--- START OF Stored data ---
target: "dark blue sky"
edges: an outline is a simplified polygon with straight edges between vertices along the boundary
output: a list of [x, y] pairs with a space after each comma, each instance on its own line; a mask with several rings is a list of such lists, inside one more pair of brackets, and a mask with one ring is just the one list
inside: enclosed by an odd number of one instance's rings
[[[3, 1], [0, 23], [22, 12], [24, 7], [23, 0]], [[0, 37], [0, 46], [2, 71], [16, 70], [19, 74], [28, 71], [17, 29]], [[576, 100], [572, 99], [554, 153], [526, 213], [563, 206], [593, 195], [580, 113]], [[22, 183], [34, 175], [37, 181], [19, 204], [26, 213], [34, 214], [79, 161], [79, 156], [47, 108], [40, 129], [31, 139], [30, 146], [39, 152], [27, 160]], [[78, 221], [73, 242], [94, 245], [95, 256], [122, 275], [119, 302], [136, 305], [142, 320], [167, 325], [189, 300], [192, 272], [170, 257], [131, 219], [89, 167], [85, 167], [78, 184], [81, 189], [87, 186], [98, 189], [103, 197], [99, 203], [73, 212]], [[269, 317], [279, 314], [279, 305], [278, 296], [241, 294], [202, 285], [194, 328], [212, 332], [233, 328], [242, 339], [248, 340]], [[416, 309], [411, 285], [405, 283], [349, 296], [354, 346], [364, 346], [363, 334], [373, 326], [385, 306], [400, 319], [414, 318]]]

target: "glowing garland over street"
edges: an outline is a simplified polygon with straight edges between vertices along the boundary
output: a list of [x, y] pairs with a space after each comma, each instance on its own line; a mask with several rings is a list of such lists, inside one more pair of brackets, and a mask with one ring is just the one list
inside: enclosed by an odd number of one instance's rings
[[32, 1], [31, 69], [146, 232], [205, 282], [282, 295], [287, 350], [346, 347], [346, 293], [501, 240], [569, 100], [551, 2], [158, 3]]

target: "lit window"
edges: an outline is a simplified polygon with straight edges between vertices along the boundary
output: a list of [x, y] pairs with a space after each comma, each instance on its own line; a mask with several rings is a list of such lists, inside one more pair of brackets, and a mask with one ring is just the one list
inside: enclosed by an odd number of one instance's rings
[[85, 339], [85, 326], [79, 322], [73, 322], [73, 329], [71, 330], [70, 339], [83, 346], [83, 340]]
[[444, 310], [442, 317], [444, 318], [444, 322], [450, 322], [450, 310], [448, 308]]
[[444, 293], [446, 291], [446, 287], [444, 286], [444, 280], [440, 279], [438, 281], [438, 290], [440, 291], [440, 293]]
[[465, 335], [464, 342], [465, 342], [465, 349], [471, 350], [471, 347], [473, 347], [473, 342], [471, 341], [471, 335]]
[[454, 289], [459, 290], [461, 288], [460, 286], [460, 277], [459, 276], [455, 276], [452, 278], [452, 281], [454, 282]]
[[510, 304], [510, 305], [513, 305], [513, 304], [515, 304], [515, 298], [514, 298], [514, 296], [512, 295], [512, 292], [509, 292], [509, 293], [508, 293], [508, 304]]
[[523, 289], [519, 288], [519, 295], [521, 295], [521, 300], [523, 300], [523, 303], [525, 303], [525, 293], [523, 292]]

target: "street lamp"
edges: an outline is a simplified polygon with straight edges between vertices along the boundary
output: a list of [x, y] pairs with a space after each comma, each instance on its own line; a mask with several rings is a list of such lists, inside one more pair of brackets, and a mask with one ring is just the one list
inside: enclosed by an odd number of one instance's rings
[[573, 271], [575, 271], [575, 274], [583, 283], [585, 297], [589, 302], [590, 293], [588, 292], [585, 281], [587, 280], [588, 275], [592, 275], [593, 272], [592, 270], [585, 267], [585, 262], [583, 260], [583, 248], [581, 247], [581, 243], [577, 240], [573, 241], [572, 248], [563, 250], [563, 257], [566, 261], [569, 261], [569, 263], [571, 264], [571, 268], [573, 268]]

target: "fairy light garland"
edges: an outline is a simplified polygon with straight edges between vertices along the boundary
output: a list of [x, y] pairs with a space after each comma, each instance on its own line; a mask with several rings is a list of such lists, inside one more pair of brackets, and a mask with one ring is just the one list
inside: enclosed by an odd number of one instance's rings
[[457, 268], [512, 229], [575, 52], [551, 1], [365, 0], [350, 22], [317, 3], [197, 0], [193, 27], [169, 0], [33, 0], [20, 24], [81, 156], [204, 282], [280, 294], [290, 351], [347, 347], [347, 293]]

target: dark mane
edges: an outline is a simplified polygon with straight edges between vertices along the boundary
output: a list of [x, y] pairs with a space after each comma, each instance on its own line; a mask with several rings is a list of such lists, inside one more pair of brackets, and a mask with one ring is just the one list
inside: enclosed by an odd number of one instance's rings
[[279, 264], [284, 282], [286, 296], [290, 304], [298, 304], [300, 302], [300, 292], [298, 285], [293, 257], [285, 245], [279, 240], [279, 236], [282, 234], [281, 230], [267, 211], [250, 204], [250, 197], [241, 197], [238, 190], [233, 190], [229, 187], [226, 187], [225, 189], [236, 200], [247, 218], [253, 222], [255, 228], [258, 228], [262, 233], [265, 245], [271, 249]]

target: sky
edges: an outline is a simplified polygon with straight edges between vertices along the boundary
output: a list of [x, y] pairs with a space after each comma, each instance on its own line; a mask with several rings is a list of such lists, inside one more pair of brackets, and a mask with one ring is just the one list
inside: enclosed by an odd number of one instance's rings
--- END OF Stored data ---
• Task brief
Starting at the line containing "target: sky" and ending with the last line of the data, express each line as a string in a JSON list, leaving out blank lines.

• Output for this task
[
  "target: sky",
  "edges: an outline is a simplified polygon with straight edges between vertices along the boundary",
  "output: a list of [x, y] pairs with a space after each comma, each instance on its own line; a mask with several rings is a list of such lists, inside one more pair of brackets, and a mask with one ring is just the one list",
  "inside: enclosed by an odd number of one instance's rings"
]